WHAT YOU WILL DO → Reproduce all of the material exactly as shown.

GIVEN ENTRIES →
'''
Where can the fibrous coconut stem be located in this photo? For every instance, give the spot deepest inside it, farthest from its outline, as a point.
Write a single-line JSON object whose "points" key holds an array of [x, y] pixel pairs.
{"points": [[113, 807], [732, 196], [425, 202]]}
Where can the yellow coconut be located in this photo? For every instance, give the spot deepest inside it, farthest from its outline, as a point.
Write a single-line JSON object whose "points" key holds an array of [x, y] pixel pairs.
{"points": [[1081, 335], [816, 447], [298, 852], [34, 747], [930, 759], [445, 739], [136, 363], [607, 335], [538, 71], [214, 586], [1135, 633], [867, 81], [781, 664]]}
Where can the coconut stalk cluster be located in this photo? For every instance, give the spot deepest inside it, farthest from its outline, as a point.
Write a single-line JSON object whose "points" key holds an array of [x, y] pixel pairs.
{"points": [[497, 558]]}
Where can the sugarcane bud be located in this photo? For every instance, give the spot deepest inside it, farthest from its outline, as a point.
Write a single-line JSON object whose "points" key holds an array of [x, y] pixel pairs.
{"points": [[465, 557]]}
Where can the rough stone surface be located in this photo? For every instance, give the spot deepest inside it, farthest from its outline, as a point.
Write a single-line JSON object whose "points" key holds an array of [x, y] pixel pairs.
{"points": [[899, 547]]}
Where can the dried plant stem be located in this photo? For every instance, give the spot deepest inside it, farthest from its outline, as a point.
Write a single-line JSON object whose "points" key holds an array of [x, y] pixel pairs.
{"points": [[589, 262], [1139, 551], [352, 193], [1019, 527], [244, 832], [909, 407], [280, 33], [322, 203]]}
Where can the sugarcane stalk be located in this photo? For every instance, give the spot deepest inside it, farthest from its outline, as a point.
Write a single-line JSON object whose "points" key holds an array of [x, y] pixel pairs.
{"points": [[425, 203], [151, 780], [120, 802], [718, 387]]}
'''
OUTPUT OF THE EXERCISE →
Where can the fibrous coconut stem be located in this photo? For every instance, give the spot deepest inside it, farthest from its outline, as a point.
Write a single-line JSON object whose "points" key holds an array of [x, y] pixel pairs.
{"points": [[113, 807], [732, 196], [425, 202]]}
Where can the yellow coconut be located in this photo? For every instance, give the spot deepest inside it, farthest from its outline, as a point.
Write a single-line JSON object whose "points" key holds an array of [x, y] pixel pairs.
{"points": [[1081, 335], [816, 447], [298, 852], [34, 747], [930, 759], [445, 739], [136, 363], [607, 335], [538, 71], [214, 586], [1135, 633], [867, 81], [781, 664]]}
Where can the coconut stalk cluster be located in this photo? For every instance, give the spot deepest inside it, farthest from its outline, as a point.
Write a single-line JSON object whose "points" key holds an array of [x, y] pixel pairs.
{"points": [[497, 558]]}
Where can the sugarcane bud be located in this photo? For every instance, give the spot deepest inside it, farthest from its outline, as a point.
Write a single-line JSON object whose "points" key holds an array of [x, y] pixel pairs.
{"points": [[465, 557]]}
Where can the rough stone surface be located in this photo? For every instance, give the spot deepest inside it, farthest from its outline, as a point.
Write a single-line JSON object whose "points" key holds an array of [x, y] pixel pairs.
{"points": [[899, 547]]}
Where can the dried plant stem be located in this photo? For every instance, give the spot deepest inside it, farthest from its outline, as a point.
Write a single-line JSON object whose "points" key holds an array of [x, y] pixel pairs.
{"points": [[589, 262], [1139, 551], [352, 193], [1019, 527], [244, 832], [909, 407], [280, 33], [322, 203]]}
Where can the sugarcane stalk be located in this photo? For every instance, give the spot deepest inside it, farthest from its outline, as a point.
Write a single-line JSON object whose "points" key holds an array of [x, y] pixel pairs.
{"points": [[425, 203], [151, 780], [120, 802], [718, 387]]}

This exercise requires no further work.